▸ Given exercise 1
Could you copy the Miami Intermodal Center passage word for word, from "The Miami Intermodal" to "- $46 million)"?

▸ Excerpted passage
.....
Roadway improvements - Construction began in June 2003 and was completed in May 2008.

Fiscal Year Closed: 
FY1999
Project Description: 

The Miami Intermodal Center (MIC) comprises a multi-year program of ground access improvements to and within Miami International Airport (MIA). Major project elements include:

  • Miami Central Station (MCS) - Intermodal center for transit (Metrorail), commuter rail (Tri-Rail), Amtrak, and intercity bus services
  • Rental Car Center (RCC) - New rental car facility consolidating rental car operations at the airport and providing space for 10,000 cars
  • MIA Mover - Automated airport people mover to connect MIA to the MCS and RCC
  • Various roadway improvements to improve airport access
Funding Sources: 

Federal:

- Federal funding (grants) - $6 million

- TIFIA loan - $270 million (capitalized interest - $46 million)
.....
▸ Dataset entries
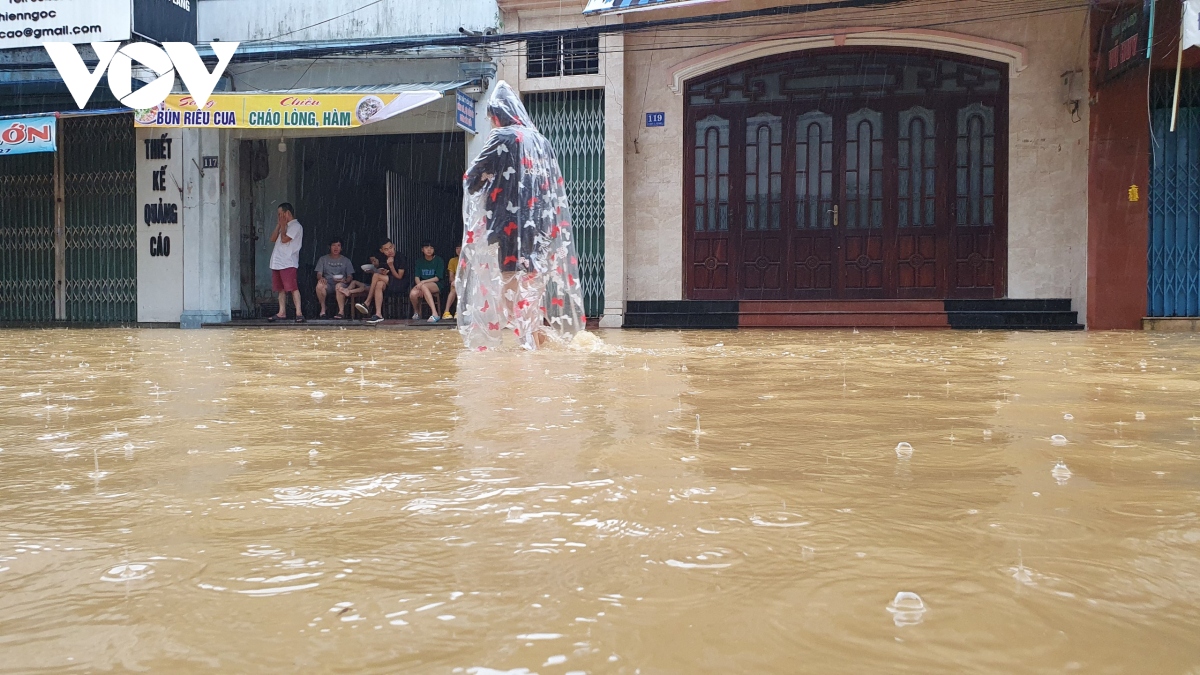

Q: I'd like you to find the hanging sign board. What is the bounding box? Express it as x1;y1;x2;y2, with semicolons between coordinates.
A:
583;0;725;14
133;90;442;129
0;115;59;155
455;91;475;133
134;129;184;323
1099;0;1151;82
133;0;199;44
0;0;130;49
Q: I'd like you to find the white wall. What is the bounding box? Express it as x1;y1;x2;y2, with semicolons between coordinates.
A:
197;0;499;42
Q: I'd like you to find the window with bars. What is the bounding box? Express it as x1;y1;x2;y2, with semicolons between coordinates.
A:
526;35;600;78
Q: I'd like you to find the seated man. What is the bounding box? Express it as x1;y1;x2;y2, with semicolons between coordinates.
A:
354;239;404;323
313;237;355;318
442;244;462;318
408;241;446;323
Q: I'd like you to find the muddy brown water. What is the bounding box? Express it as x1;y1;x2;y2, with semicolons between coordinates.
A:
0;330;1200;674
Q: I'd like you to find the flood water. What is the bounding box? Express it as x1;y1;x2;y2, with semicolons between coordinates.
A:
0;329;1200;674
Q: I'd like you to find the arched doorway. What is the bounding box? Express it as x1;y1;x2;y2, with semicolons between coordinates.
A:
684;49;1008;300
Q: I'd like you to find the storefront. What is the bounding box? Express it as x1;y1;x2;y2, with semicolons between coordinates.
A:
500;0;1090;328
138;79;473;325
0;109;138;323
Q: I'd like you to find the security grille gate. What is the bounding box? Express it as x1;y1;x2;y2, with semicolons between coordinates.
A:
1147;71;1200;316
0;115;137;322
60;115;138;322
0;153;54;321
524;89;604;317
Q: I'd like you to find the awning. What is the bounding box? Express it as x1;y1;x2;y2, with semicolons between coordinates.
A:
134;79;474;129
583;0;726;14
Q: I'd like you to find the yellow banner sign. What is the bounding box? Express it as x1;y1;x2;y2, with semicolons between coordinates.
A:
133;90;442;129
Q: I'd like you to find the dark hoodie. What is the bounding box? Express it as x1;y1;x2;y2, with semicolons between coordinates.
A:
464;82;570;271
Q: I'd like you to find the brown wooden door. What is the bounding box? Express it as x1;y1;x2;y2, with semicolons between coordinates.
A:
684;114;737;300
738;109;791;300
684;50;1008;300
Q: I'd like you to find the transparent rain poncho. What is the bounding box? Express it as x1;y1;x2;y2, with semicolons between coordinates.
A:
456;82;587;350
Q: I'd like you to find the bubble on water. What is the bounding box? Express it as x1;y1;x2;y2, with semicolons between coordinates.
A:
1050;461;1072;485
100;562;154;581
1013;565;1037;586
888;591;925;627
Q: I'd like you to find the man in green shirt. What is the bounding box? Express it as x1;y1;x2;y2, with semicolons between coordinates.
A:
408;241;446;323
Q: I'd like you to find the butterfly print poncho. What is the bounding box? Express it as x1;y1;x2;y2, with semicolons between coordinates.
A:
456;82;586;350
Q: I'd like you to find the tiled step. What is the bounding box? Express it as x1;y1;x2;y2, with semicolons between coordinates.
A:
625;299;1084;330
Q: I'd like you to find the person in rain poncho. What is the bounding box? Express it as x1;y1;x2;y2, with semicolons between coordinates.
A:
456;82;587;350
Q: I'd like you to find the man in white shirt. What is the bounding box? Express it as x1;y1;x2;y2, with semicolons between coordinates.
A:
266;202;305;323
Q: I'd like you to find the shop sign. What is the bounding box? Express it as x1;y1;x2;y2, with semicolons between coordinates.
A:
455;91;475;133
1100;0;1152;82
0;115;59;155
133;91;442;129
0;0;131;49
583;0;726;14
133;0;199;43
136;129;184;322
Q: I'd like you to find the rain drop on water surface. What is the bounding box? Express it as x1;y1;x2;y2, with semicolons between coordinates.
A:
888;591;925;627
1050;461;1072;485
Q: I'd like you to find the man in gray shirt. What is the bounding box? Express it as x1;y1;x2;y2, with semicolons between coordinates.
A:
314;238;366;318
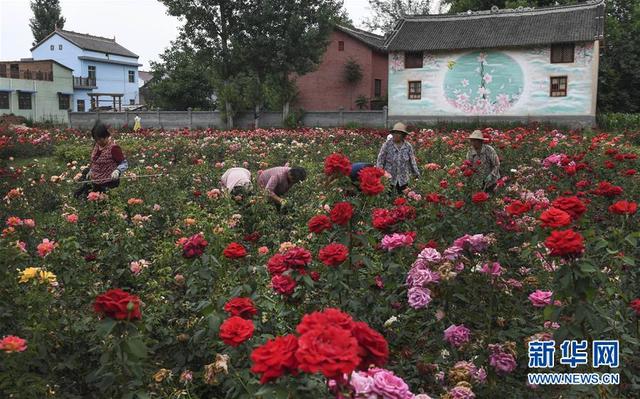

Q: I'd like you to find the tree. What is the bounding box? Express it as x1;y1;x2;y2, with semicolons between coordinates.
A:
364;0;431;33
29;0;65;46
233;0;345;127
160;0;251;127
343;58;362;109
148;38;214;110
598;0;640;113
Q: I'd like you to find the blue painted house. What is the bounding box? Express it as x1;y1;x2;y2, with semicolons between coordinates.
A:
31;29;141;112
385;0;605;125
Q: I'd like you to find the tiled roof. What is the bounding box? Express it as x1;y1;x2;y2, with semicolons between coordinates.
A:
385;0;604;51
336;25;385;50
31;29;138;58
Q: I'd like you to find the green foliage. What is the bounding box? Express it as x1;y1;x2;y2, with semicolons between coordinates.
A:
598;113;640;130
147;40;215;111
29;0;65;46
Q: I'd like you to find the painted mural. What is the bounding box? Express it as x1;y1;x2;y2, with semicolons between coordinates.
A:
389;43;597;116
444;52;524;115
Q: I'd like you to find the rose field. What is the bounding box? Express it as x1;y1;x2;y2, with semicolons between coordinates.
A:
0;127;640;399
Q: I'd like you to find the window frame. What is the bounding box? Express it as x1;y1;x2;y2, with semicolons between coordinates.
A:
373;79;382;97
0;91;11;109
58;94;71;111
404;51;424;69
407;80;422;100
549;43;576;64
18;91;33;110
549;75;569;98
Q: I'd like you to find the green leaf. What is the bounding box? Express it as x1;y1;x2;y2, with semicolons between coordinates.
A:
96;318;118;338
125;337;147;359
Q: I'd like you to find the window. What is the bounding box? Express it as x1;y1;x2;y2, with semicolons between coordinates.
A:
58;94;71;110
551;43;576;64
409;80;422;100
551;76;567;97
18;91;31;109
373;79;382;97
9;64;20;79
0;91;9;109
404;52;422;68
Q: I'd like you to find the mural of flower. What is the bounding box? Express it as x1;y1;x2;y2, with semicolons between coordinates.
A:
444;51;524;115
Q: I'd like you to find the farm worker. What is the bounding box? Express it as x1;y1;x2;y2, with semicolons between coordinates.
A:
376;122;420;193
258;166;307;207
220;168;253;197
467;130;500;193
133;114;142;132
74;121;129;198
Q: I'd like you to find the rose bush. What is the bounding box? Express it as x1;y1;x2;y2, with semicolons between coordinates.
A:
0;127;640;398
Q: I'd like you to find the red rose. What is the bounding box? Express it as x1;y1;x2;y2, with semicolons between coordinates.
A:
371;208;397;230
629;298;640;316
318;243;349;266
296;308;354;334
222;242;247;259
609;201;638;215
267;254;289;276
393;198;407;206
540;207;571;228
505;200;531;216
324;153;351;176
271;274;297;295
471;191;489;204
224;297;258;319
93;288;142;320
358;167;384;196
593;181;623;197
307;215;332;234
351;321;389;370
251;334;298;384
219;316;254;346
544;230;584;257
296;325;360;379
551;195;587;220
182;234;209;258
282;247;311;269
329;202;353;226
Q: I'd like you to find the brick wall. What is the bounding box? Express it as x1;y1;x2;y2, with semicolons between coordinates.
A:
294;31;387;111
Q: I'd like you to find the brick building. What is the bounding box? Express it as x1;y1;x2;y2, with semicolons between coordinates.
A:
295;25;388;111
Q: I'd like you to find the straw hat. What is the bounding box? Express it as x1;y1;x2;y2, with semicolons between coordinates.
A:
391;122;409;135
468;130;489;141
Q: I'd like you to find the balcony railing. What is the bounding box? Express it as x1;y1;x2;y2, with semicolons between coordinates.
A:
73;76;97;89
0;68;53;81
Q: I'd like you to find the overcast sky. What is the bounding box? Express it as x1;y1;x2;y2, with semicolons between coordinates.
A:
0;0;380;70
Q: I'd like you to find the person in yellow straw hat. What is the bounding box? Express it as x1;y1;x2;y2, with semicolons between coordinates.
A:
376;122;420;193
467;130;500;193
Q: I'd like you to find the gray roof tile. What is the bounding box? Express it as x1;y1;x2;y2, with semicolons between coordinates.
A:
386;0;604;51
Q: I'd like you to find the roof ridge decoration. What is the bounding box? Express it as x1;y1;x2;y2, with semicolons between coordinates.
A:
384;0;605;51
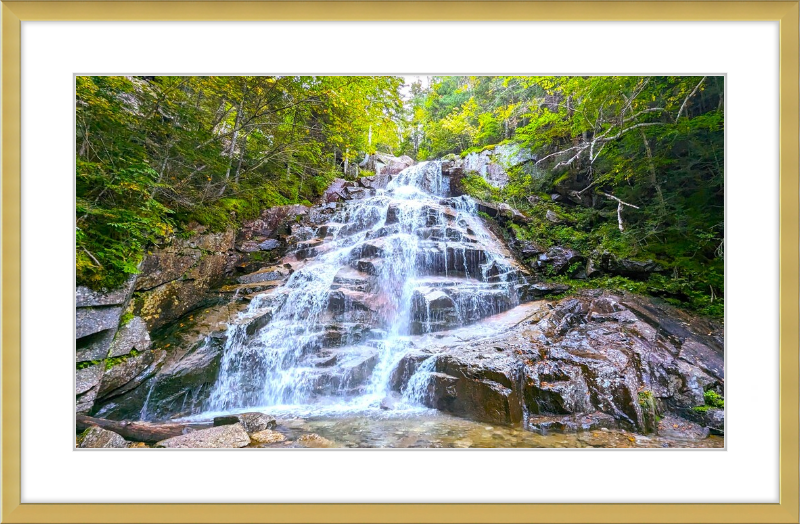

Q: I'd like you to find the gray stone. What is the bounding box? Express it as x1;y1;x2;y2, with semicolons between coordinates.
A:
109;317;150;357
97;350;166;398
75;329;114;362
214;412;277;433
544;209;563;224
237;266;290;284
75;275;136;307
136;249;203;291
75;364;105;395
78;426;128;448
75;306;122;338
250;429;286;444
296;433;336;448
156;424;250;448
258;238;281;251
.....
▸ Given exercise 2
Can you quote the records from the line with "Q: I'd like you to find the tree." to the line with "444;52;524;115", including both of those lines?

▸ Complete answer 1
The Miami Intermodal Center (MIC) comprises a multi-year program of ground access improvements to and within Miami International Airport (MIA). Major project elements include:

  • Miami Central Station (MCS) - Intermodal center for transit (Metrorail), commuter rail (Tri-Rail), Amtrak, and intercity bus services
  • Rental Car Center (RCC) - New rental car facility consolidating rental car operations at the airport and providing space for 10,000 cars
  • MIA Mover - Automated airport people mover to connect MIA to the MCS and RCC
  • Various roadway improvements to improve airport access
Funding Sources: 

Federal:

- Federal funding (grants) - $6 million

- TIFIA loan - $270 million (capitalized interest - $46 million)

▸ Complete answer 2
Q: I'd like you to find the tree. What is the bounding box? Express it as x1;y1;x2;y2, with semicolons between coordinates.
A:
364;0;431;33
29;0;65;46
233;0;345;127
160;0;251;127
343;58;362;109
148;38;214;110
598;0;640;113
Q: I'd like you to find the blue painted house. What is the bounding box? Express it as x1;y1;x2;y2, with semicolons between coordinates.
A:
31;29;141;112
385;0;605;125
Q: I'd like you to find the tiled roof. What is the bounding box? Express it as x1;y1;x2;y2, with semicolons between coordinates.
A:
385;0;604;51
336;25;385;50
31;29;138;58
Q: I'd like you to find the green foliage. What is the bounding box? Express it as x1;y1;x2;y2, with semicolons between coordinates.
A:
598;113;640;130
147;40;215;111
29;0;65;46
Q: I'd like you to find the painted mural. What is the bounding box? Express it as x1;y1;x2;y2, with semicolons between coordinates.
A:
389;43;597;116
444;52;524;115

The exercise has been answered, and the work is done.